Mémoires d'Algérie - juillet 1953-octobre 1961
De part et d’autre de la Méditerranée ces dates ont été occultées. Cette occultation s'explique
Alors que les livres sur la guerre en Algérie se comptent par milliers, les livres sur ces événements sont peu nombreux. Nous avons sélectionné une dizaine de livres de témoignages (ou en grande partie bâtis autour de témoignages) ou de fiction.
Pour en savoir plus sur les conditions des "événements" voici aussi quelques liens :
Des livres
Quatre articles
Deux vidéos
Le 17 octobre 1961
La Seine était rouge
Livre de Leïla SEBBAR
Paris, 17 octobre 1961. La fin de la guerre d’Algérie est proche. En réponse au couvre-feu imposé aux Algériens par Maurice Papon, alors préfet de police, le FLN organise à Paris une manifestation pacifi que. La police charge : violences, arrestations massives, matraquages, meurtres, Algériens jetés dans la Seine. Nanterre, 1996. Amel a seize ans. Elle entend parfois sa mère et sa grand-mère discuter de choses graves dans une langue, l’arabe, qu’elle comprend mal. Quand elle pose des questions, les femmes se dérobent. Avec Omer, journaliste algérien réfugié, et grâce au film documentaire de Louis, fils d’une Française ayant adopté la cause algérienne, elle cherche à comprendre.
Roman polyphonique dense, essentiel, poignant, La Seine était rouge lève le voile de l’oubli sur l’une des pages les plus douloureuses de l’histoire de la France contemporaine.
Née à Aflou, en Algérie, d’un père algérien et d’une mère française, Leïla Sebbar vit aujourd’hui à Paris. Romancière et nouvelliste, elle est l’auteur d’un grand nombre de livres parmi lesquels la trilogie de Shérazade (Stock), Je ne parle pas la langue de mon père (Julliard), Les Femmes au bain (Bleu autour), Le Peintre et son modèle (Al Manar-Alain Gorius), Le Ravin de la femme sauvage (Thierry Magnier), Mon cher fils (Elyzad).
Le visage de pierre
Livre de William Gardner Smith
Fuyant les États-Unis et le racisme qui y règne, Simeon, un noir américain, arrive au début des années 1960 à Paris. Ici, les noirs se promènent sans craindre pour leur vie, et la diaspora américaine a pignon sur rue : dans les cafés, on refait le monde entre deux morceaux de jazz, on discute de politique en séduisant des femmes… Tout semble idyllique dans la plus belle ville du monde. Mais Simeon s’aperçoit bien vite que la France n’est pas le paradis qu’il cherchait. La guerre d’Algérie fait rage, et un peu partout, les Algériens sont arrêtés, battus, assassinés. En rencontrant Hossein, un militant algérien, Simeon comprend qu’on ne peut être heureux dans un monde cerné par le malheur : il ne peut pas rester passif face à l’injustice. Écrit en 1963, Le Visage de pierre fut le seul livre de William Gardner Smith à n’avoir jamais été traduit en français, et l’on comprend pourquoi : pour la première fois, un roman décrivait un des événements les plus indignes de la guerre d’Algérie, le massacre du 17 octobre 1961. Dans cet ouvrage où l’honneur se trouve dans la lutte et dans la solidarité, William Gardner Smith explore les zones d’ombre de notre récit national.

------------------------------------------------------------------------

→ **OBJECTIF 1**: Dans la page consacrée aux livres sur le 17 octobre 1961, relevez tous les ouvrages de Leïla Sebbar cités dans la phrase qui commence par « Romancière et nouvelliste ».
→ **OBJECTIF 2**: Reprenez la page sur les livres consacrés au 17 octobre 1961 à la suite de sa dernière phrase.

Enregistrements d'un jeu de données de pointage
------------------------------------------------------------------------

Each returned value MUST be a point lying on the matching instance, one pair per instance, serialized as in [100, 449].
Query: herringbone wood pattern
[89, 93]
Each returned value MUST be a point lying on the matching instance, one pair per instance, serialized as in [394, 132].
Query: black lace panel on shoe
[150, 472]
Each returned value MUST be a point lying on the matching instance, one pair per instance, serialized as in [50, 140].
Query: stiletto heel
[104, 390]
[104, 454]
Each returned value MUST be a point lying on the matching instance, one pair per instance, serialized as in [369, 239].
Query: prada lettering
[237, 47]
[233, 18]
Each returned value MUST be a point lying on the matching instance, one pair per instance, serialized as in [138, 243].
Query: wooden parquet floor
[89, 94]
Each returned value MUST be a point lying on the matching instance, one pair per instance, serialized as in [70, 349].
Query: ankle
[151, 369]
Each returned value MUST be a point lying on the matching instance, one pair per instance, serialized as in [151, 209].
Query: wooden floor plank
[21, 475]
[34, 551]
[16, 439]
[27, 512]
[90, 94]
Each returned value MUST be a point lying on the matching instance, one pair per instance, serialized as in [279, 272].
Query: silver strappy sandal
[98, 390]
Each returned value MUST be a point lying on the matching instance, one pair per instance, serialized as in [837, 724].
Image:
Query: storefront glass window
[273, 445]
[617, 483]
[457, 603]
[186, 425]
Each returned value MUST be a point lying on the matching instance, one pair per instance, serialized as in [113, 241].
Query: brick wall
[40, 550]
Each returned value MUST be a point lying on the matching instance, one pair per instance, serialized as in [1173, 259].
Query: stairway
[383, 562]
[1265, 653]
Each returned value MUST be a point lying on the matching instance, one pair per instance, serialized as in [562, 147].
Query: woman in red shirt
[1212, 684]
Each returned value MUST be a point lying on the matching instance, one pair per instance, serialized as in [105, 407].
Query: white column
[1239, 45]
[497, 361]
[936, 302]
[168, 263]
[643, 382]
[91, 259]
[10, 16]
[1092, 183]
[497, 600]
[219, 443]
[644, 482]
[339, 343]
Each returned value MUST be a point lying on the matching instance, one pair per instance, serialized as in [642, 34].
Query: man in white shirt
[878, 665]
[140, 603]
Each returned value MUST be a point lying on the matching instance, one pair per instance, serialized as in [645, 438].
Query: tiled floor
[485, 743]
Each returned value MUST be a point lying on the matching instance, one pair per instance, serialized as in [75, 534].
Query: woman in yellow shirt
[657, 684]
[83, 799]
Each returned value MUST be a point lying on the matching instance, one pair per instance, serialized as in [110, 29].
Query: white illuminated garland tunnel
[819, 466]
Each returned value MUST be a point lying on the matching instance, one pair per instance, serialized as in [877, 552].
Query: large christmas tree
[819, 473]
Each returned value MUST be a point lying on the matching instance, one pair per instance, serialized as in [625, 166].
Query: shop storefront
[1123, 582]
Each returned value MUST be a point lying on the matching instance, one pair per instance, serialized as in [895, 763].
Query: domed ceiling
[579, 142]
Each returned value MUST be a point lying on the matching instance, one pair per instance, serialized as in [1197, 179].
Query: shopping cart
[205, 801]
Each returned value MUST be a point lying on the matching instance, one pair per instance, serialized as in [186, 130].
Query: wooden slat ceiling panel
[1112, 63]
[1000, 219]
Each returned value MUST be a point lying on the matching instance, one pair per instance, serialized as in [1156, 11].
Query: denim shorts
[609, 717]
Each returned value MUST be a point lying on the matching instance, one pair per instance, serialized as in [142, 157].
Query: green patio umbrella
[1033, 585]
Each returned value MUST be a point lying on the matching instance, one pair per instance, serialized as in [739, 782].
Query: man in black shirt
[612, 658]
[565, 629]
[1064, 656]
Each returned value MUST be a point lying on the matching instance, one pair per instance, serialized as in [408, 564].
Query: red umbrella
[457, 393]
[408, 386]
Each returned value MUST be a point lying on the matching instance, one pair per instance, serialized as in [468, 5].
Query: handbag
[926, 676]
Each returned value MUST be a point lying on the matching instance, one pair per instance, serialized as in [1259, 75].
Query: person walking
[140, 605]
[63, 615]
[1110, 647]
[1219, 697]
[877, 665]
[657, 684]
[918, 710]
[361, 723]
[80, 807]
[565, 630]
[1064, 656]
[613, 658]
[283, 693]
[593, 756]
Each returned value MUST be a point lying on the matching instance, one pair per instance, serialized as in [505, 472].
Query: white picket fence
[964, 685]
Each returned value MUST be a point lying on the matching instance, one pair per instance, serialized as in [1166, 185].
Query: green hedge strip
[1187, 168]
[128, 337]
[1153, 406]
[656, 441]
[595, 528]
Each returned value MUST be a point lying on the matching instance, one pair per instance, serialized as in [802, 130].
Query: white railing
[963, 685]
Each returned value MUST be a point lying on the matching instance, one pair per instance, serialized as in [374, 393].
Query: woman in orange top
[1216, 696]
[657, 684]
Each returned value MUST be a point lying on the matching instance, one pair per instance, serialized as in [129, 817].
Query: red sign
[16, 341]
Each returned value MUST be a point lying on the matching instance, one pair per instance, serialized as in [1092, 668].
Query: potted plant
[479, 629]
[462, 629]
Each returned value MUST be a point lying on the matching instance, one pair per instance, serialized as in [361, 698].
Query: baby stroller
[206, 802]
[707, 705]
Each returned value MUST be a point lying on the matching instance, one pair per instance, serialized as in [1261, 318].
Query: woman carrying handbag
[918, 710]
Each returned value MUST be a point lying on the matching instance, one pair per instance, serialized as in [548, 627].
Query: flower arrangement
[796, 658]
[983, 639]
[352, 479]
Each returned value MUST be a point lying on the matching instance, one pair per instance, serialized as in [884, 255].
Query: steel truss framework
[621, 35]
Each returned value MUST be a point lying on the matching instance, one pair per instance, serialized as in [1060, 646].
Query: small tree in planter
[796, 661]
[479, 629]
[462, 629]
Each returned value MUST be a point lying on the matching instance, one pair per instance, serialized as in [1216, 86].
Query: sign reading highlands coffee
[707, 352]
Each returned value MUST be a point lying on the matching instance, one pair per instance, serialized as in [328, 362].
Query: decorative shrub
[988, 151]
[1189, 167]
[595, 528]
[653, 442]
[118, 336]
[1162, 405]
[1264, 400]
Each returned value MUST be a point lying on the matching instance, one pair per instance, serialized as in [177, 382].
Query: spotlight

------------------------------------------------------------------------

→ **RÉPONSE 1**:
- la trilogie de Shérazade (Stock)
- Je ne parle pas la langue de mon père (Julliard)
- Les Femmes au bain (Bleu autour)
- Le Peintre et son modèle (Al Manar-Alain Gorius)
- Le Ravin de la femme sauvage (Thierry Magnier)
- Mon cher fils (Elyzad)

→ **RÉPONSE 2**:
Le 17 octobre des Algériens
Livre de Marcel et Paulette Péju
À cinq mois de la fin de la guerre d’Algérie, le 17 octobre 1961, Paris a connu le plus grand massacre de gens du peuple depuis la Semaine sanglante de 1871. Des dizaines de milliers d’Algériens manifestant sans armes ont été violemment réprimés par des policiers aux ordres du préfet Maurice Papon, faisant peut-être deux cents morts. Et pendant une trentaine d’années, ce drame a été « oublié ». Pourtant, dès l’époque, des femmes et hommes courageux ont tenté de le faire connaître. En témoigne le texte inédit que Marcel et Paulette Péju devaient faire paraître à l’été 1962 et publié ici pour la première fois. Nourri de nombreux témoignages d’Algériens recueillis à chaud, sa lecture ne laisse pas indemne.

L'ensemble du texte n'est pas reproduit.